:: QUOTED TEXT
Posted: February 27th, 2023

Authors: Michael L. 

As environmental reporting season is now upon us, it is time to complete and submit your Annual Emissions Report (AER), which is due to the Illinois Environmental Protection Agency (Illinois EPA) by May 1st.  Here is a quick guide to help answer some of the questions you may have about this report and its requirements.

Do I have to file?

If you have, or are required to have, a State of Illinois air pollution operating permit, you are required to file an AER. This requirement is contained in 35 Ill. Adm. Code Part 254.

How do I begin?

Around February 1 of each year, the Illinois EPA will send you the forms necessary to be completed for the AER. To complete the report, you should have available items such as: your permit, records maintained throughout the year, emissions calculation references (e.g., AP-42, FIRE, etc.) and, if necessary, your permit application.  If you do not receive your forms from the Illinois EPA in the mail by mid to late February, contact them at EPA.AERQuestions@illinois.gov. Failure to receive the AER forms does not relieve you of the obligation to file a timely report.

Once you receive your forms, identify each emissions unit that is permitted. In many cases, your permit will specify or give you a general idea as to how to calculate your emissions. Use the data you’ve collected throughout the year and the calculation methods and references to calculate your actual emissions.

What if my AER forms information doesn’t agree with my permit or application?

If the AER forms information sent to you in the mail does not agree with your permit or application, e-mail the Agency at EPA.AERQuestions@illinois.gov with the specific issues and the Illinois EPA will work with you to resolve the discrepancies.

Does everyone complete the same type of report?

No. There are two types of reports. The “short” report requires the source to report emissions for the facility as a whole. The “long” report includes the short report and additionally requires a source to report emissions at the emission unit level.

What makes me qualify for the long report?

Sources that are required to complete the long report include:

  • all Clean Air Act Permitting Program (CAAPP) (or Title V) sources
  • sources whose total allowable emissions are >= 25 tons/year
  • sources who are in an ozone nonattainment area whose potential NOx or VOM emissions >= 25 tons/year

When determining what type of report the source must file, the Illinois EPA also looks at the values reported for the previous year. Therefore, if you reported total emissions >= 25 tons/year in the previous year but the database shows typical emissions < 25 tons/year, you will be required to file a long report.
::::
• _PROMPT_
Reproduce the Annual Emissions Report guide word for word, from "Authors: Michael L." up to and including "have to file?".
:: LISTED RECORDS
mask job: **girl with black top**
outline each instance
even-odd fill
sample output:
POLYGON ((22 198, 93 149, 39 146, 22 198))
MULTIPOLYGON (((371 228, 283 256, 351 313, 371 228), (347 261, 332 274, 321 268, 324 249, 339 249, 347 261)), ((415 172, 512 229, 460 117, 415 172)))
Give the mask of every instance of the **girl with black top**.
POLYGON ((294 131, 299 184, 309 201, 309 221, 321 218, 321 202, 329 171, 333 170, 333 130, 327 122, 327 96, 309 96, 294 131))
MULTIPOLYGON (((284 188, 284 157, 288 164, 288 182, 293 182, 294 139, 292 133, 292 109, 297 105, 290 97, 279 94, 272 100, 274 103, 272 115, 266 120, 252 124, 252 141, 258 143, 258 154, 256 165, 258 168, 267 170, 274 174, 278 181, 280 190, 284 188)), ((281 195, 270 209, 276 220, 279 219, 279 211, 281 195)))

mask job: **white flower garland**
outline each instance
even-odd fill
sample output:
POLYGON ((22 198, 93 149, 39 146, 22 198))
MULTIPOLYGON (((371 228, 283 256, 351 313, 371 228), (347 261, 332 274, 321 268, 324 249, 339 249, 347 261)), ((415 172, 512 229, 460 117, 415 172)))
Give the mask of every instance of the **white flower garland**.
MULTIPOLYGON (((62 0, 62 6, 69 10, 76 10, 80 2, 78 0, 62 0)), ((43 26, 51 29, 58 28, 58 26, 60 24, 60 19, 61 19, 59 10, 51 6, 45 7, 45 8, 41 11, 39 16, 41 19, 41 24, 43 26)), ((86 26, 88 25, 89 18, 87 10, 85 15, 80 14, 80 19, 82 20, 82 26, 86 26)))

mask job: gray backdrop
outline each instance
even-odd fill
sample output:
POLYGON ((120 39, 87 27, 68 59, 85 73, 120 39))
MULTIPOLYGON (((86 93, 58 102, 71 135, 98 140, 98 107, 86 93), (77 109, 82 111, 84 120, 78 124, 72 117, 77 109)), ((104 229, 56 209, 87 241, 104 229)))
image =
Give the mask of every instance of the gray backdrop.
::::
• _RESULT_
Authors: Michael L. 

As environmental reporting season is now upon us, it is time to complete and submit your Annual Emissions Report (AER), which is due to the Illinois Environmental Protection Agency (Illinois EPA) by May 1st.  Here is a quick guide to help answer some of the questions you may have about this report and its requirements.

Do I have to file?